WHAT IS EXPECTED: Revise the lines from the first one through the line with "[313,253,361,300]", changing every "bounding box" to "rectangle" and leaving all else unchanged.

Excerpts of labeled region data
________________________

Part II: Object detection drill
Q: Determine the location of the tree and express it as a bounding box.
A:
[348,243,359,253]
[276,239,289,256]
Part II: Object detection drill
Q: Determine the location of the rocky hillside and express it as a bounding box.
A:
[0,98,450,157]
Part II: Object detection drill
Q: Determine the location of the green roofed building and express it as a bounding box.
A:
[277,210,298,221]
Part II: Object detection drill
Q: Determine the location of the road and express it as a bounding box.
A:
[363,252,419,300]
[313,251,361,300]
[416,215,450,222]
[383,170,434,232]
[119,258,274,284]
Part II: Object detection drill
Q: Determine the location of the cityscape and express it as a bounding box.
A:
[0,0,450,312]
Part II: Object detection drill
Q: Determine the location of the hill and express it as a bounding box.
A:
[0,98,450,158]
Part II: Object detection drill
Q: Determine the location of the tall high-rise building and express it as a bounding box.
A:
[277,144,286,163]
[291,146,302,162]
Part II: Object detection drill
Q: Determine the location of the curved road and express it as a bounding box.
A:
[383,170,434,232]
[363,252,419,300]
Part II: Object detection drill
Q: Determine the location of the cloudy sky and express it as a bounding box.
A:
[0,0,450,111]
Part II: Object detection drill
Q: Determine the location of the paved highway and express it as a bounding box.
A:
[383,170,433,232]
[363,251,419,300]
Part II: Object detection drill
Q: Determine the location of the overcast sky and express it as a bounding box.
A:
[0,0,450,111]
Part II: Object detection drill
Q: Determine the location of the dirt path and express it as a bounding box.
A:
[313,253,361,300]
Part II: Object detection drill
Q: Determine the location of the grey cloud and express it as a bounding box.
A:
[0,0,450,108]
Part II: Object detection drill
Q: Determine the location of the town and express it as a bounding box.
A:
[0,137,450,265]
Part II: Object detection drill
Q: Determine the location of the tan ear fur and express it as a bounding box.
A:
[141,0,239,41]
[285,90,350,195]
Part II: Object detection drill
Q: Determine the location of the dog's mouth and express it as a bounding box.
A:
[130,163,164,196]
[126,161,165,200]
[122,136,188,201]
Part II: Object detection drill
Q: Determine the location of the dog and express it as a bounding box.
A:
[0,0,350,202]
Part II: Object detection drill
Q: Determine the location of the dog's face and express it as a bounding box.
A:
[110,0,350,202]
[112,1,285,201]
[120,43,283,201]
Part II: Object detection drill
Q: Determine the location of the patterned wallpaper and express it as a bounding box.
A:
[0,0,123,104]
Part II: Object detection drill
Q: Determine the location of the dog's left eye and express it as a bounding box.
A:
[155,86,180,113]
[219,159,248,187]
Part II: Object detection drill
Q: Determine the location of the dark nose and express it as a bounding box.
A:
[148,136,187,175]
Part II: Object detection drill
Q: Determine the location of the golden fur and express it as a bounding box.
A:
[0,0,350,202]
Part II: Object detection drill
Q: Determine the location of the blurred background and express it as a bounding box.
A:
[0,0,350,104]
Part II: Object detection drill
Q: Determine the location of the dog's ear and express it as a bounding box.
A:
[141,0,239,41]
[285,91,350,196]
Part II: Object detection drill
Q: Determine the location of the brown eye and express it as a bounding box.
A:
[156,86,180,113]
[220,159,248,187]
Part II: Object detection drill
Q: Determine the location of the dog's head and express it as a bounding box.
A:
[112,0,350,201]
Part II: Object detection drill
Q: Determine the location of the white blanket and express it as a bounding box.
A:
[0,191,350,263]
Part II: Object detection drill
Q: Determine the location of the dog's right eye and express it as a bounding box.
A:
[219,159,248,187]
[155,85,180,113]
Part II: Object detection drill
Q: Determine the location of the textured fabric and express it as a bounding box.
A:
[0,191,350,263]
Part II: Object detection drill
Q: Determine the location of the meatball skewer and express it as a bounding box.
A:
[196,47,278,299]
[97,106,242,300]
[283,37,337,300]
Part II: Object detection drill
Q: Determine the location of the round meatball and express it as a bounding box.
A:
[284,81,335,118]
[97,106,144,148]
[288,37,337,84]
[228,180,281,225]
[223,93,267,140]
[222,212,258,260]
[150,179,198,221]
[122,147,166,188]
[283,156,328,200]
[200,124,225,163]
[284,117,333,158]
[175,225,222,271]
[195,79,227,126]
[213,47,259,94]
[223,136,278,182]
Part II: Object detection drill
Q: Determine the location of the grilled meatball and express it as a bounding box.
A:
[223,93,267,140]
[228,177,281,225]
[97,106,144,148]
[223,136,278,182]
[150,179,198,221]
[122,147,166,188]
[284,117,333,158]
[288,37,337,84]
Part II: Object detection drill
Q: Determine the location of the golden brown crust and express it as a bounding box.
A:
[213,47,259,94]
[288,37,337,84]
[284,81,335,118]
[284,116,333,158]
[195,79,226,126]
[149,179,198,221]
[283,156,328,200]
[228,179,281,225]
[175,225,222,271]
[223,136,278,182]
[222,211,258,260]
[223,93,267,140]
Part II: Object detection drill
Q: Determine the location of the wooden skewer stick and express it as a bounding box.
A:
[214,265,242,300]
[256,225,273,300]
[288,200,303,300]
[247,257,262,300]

________________________

IN RESPONSE:
Part II: Object detection drill
Q: Determine the location of the tree and express it as a rectangle.
A:
[348,243,359,253]
[276,239,289,256]
Part II: Object detection drill
Q: Determine the location of the rocky hillside and express it as a rectangle.
A:
[0,98,450,157]
Part II: Object detection drill
Q: Determine the location of the green roofed building and express it as a rectangle.
A:
[277,210,298,221]
Part II: Object detection drill
Q: Determine the location of the road and express it as a rectangle.
A:
[363,252,419,300]
[313,251,361,300]
[416,215,450,222]
[383,170,434,232]
[119,258,274,284]
Part II: Object detection drill
Q: Determine the location of the cityscape and express it as a rectangle.
A:
[0,0,450,312]
Part II: Object detection drill
Q: Determine the location of the hill and express it as a rectangle.
A:
[0,98,450,158]
Part II: Object detection drill
Q: Determine the location of the tall high-rise building and express it as a rectangle.
A:
[277,144,286,163]
[291,146,302,162]
Part II: Object detection drill
Q: Determine the location of the curved road and express it as a rectangle.
A:
[383,170,434,232]
[363,252,419,300]
Part II: Object detection drill
Q: Determine the location of the cloudy sky and express it as a rectangle.
A:
[0,0,450,111]
Part II: Object detection drill
Q: Determine the location of the paved highway and express it as a rectangle.
A:
[383,170,433,232]
[363,251,419,300]
Part II: Object detection drill
Q: Determine the location of the overcast sky and express it as a rectangle.
A:
[0,0,450,111]
Part II: Object detection drill
Q: Determine the location of the dirt path and express it as a rectangle.
A:
[313,253,361,300]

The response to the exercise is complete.